### Selected extract:
(begin)

Check http://www.straightdope.com/classics/a1_167b for what Cecil said regarding horizons.
Check http://boards.straightdope.com/sdmb/showthread.php?postid=1022659#post1022659 for what I say regarding Cecil’s error. He failed to consider the tides!
(post edited to fix links)
[Edited by Arnold Winkelried on 01-04-2001 at 09:36 AM]
Eh, both your links give me a “Page Not Found”. 
The column can also be found on pages 167-168 of Cecil Adams’ book «The Straight Dope».
moderator, «Comments on Cecil’s Columns»
By the way, grienspace, you may want to copy your calculations into this thread, to prevent people from having to make the trip to the other forum. This might generate more discussion.
I think I’m confused. I get what Cecil said about the north south because of the shape of the Earth, but the tide part confuses me since the tide affects the water the same all around you I don’t see how it would make a difference.
But then again we could REALLY confuse everything and say that the Earth is really a Geoid (sp) so horizons everywhere would be different!
Well not quite. Only at slack tides. During a flood or ebb, water is flowing and therefore the surface is on a slope.
Then the water would always be on the same slope at any tide at that same place so you’d still have the same horizion at either low tide or high tide or anything in between.
But the slope/curvature of the wavelength of a tide is not constant. The only time you have have symetry east and west is at the crest and the trough of a wave, the slack tides. Even then successive tides are never identical so I should be safe in saying symetry never occurs at all east-west.

(end)

### Stated exercise 1:
In the forum thread about horizons and tides, on which pages of Cecil Adams' book «The Straight Dope» can the column also be found?
### Stated exercise 2:
Write the next post in the forum thread about horizons and tides, following on from its final message.
This data bears no relation to the forum thread about horizons and tides.

[Rows of bounding-box annotation data]

(begin)

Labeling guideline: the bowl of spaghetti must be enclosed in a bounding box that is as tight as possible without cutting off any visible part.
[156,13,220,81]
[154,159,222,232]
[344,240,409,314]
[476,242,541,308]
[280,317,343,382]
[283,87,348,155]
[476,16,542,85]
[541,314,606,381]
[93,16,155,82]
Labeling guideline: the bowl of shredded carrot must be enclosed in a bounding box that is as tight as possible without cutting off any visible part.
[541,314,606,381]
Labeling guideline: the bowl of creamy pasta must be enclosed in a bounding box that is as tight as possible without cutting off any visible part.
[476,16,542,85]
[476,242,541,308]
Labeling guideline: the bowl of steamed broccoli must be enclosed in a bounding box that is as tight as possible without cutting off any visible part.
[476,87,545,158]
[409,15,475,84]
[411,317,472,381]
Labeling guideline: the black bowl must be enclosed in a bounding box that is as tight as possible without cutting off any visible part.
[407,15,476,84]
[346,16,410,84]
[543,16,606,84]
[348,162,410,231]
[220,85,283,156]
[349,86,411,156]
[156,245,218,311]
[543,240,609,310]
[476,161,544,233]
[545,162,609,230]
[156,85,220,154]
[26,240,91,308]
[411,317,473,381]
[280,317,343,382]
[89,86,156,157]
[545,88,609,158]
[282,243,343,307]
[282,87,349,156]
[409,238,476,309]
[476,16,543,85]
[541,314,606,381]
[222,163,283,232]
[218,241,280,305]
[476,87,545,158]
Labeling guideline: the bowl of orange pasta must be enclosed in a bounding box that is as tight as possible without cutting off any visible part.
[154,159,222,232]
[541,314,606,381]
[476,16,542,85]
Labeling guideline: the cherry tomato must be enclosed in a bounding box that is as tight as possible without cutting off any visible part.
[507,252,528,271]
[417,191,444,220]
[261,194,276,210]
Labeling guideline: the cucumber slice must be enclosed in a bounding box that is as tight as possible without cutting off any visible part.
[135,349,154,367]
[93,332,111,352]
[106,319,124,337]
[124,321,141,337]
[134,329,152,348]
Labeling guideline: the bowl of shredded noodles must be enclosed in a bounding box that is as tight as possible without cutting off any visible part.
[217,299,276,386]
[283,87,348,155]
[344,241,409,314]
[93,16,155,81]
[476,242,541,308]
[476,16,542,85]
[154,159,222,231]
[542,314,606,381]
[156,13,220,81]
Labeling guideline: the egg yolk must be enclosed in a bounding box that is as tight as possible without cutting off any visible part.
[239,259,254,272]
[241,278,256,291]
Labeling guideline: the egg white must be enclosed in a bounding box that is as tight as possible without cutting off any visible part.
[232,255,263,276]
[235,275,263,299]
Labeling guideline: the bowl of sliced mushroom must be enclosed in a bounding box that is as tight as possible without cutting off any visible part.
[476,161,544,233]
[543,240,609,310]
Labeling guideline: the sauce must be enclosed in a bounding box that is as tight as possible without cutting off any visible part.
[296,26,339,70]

(end)

### Right answer 1:
Pages 167-168.

### Right answer 2:
The tides cause the equatorial cross-section of the Earth to resemble an ellipse, with the major axis aligned pretty much toward the Moon. The ellipse’s major axis radius is what, about 2 meters more than its minor axis. The tides are higher in some places, but these are local effects due to sloshing, and wouldn’t apply on the open ocean. So if you’re asking what’s the difference in distance to the horizon East and West, the calculations are complicated, but the involve an ellipse with a major-minor axis difference of a couple of meters.
Now along the North-South direction, the cross section of the Earth is also an ellipse, but the polar radius is about 20000 meters smaller than the equatorial radius. Cecil has told us that the horizon difference North-South is only about 4 inches (100 mm), and although I haven’t seen his calculations this seems reasonable.
So as a rough guess, I would say that the difference in the East-West horizons is about one ten-thousandth of that 100 mm, or about 0.01 mm, since the eccentricity of the North-South ellipse is about ten thousand times that in the East-West direction. Certainly a difference this small is meaningless when you’re talking about the distance to a horizon around 5000 meters away, trying to find the tangent line on top of a moving sea.
I already commented on the original post, but now having a vastly different figure for the polar radius i’ll try again.
Cecil’s column states:
Which implies that the northern horizon is closer to the observer, doesnt it?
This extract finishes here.